- [Exercise prompt]:
Beginning with the line that contains "Target: main stem" in the material below, print each line exactly until the line that contains "Mark one point per instance of the semi" has been printed, then stop.

******************************

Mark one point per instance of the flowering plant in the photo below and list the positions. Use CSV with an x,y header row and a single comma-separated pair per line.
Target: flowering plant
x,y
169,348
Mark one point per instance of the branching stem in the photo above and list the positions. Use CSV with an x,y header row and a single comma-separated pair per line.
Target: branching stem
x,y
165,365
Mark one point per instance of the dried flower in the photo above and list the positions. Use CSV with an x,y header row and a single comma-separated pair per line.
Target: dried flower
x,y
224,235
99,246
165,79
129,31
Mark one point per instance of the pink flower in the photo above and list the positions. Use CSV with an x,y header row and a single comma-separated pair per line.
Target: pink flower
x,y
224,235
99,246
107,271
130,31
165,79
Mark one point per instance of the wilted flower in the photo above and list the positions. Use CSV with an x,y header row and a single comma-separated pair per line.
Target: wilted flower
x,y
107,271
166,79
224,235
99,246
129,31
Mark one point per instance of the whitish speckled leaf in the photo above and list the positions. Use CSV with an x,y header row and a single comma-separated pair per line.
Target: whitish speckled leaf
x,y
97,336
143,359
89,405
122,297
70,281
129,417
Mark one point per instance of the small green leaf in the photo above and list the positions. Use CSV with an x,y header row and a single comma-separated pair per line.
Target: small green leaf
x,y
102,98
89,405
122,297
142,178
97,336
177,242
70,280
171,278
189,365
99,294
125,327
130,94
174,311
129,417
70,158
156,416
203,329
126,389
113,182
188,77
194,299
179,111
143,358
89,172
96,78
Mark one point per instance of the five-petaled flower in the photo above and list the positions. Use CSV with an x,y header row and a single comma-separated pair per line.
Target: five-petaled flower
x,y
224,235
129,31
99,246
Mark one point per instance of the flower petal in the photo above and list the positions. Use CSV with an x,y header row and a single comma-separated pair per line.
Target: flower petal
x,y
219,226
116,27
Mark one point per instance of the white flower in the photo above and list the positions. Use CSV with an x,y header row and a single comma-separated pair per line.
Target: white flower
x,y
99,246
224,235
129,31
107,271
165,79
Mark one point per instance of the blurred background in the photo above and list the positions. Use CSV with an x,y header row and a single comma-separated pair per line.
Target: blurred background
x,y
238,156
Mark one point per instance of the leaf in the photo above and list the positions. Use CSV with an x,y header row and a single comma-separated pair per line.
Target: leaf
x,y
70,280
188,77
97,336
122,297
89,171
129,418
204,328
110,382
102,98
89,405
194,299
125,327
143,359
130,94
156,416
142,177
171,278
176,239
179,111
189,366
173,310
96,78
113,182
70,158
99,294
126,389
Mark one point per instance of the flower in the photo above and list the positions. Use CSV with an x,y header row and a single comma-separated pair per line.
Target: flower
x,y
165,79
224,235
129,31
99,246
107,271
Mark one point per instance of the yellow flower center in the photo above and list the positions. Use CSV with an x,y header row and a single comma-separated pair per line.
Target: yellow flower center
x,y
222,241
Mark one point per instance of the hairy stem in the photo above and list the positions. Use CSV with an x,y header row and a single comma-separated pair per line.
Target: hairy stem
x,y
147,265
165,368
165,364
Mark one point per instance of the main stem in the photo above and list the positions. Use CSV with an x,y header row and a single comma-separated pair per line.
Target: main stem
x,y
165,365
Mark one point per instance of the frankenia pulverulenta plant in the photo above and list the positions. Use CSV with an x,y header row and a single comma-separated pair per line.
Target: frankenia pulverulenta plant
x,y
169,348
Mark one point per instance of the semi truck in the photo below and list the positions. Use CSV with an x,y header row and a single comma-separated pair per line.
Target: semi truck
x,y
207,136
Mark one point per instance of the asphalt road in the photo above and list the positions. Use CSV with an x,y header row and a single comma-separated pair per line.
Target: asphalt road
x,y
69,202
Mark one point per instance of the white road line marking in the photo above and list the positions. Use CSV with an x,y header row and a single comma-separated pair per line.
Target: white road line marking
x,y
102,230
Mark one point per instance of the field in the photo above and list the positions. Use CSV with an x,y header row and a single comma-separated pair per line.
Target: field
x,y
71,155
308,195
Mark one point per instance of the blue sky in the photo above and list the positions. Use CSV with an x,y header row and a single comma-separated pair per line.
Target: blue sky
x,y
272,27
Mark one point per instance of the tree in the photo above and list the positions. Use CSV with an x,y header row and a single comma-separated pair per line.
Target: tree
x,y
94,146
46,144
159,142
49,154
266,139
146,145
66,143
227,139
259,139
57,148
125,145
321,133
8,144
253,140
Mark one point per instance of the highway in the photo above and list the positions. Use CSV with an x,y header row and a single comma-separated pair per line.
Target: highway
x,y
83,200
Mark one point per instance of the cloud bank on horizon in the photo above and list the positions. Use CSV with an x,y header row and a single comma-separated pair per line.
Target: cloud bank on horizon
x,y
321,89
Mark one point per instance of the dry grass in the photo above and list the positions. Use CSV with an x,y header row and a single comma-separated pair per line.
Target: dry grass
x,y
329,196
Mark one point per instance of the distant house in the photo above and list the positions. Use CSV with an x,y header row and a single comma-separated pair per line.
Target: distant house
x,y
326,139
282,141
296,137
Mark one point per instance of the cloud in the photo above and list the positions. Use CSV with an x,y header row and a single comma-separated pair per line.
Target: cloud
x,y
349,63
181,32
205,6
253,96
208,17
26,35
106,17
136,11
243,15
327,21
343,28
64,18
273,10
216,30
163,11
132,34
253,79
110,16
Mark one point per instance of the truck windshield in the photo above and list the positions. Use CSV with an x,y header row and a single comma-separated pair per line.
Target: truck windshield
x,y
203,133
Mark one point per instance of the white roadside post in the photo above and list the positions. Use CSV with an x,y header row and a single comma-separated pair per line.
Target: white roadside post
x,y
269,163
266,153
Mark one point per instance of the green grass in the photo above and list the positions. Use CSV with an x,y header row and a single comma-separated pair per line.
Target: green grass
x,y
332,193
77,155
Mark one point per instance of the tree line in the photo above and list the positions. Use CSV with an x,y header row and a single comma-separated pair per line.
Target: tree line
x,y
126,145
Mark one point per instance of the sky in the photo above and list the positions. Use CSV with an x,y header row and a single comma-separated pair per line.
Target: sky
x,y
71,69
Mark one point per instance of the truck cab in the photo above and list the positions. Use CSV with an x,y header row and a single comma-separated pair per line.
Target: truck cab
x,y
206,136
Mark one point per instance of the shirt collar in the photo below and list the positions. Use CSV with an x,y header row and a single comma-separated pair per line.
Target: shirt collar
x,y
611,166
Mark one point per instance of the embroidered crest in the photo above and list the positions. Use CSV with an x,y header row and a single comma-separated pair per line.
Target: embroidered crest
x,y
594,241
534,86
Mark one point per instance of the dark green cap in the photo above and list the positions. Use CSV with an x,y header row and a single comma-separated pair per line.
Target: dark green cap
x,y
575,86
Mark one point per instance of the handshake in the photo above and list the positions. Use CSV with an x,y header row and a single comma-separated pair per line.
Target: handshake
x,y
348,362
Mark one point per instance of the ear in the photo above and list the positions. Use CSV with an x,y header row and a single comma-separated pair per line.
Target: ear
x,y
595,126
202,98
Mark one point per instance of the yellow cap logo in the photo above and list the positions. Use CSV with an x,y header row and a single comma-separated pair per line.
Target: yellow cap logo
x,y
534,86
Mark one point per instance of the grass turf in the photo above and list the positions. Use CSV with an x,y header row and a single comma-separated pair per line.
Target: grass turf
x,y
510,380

******************************

- [Result]:
Target: main stem
x,y
165,365
Mark one point per instance of the frankenia pulverulenta plant in the photo above and list the positions. Use CSV with an x,y header row and a single comma-separated pair per line.
Target: frankenia pulverulenta plant
x,y
169,348
Mark one point per instance of the semi truck in the photo below and list the positions. Use CSV with an x,y header row and a single comma-separated pair per line.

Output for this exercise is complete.